• [Problem to solve] Among the lines below, return each one that contains the word "blazer".

• [Records to use]

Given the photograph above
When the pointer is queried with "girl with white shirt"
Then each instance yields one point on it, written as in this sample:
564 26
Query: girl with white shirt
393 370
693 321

* * *

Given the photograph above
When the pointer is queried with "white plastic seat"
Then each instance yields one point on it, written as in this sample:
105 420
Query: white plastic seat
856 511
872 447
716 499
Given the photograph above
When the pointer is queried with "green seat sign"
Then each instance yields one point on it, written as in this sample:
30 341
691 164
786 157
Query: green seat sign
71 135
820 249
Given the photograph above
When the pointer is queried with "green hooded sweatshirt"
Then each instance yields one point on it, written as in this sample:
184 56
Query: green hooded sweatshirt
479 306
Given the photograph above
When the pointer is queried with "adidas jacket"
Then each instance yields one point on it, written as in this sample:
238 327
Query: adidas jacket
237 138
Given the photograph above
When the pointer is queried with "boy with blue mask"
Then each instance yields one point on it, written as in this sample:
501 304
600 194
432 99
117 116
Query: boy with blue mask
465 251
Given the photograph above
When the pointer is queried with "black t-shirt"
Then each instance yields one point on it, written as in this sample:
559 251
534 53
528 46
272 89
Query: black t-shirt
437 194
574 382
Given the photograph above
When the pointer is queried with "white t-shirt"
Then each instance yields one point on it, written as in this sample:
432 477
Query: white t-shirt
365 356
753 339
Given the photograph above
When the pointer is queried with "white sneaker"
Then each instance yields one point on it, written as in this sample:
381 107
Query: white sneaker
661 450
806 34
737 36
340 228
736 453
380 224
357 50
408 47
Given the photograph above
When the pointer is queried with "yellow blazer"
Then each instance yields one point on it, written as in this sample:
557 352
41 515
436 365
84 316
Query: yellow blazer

• [Solved exercise]
When the pointer is queried with "yellow blazer"
Query: yellow blazer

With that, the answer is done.